Requirement – Show each line in the data below that contains the word "every", copying the line in full. Match uppercase and lowercase exactly.
[START]
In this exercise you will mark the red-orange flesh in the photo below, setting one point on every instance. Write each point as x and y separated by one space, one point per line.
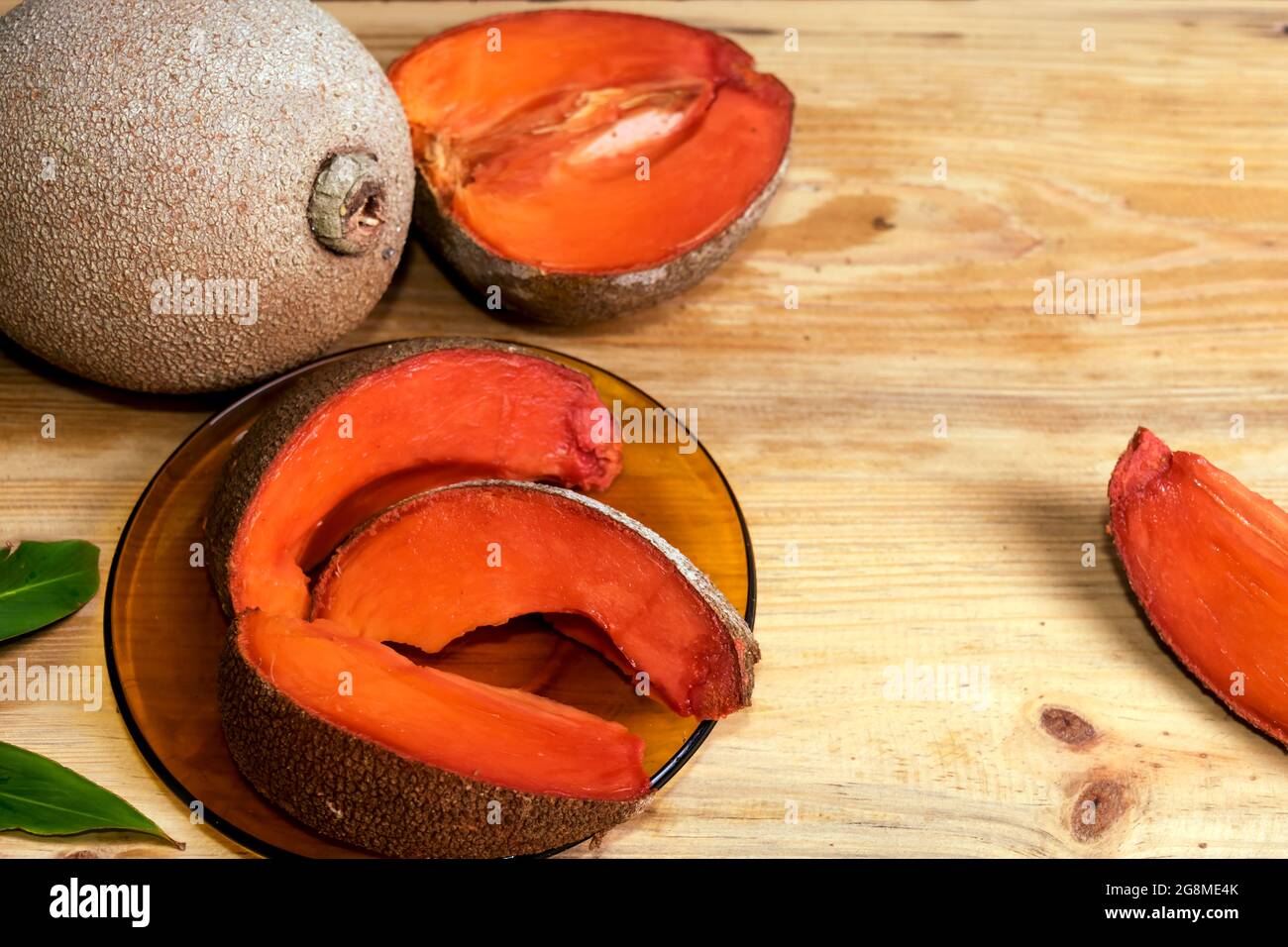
1209 561
447 562
494 735
531 127
430 419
[END]
Worked solution –
In this exercise you will mark the red-orange flesh in the photo below, setting one point on every instance. Write each point as x and y separated by one space, one point per line.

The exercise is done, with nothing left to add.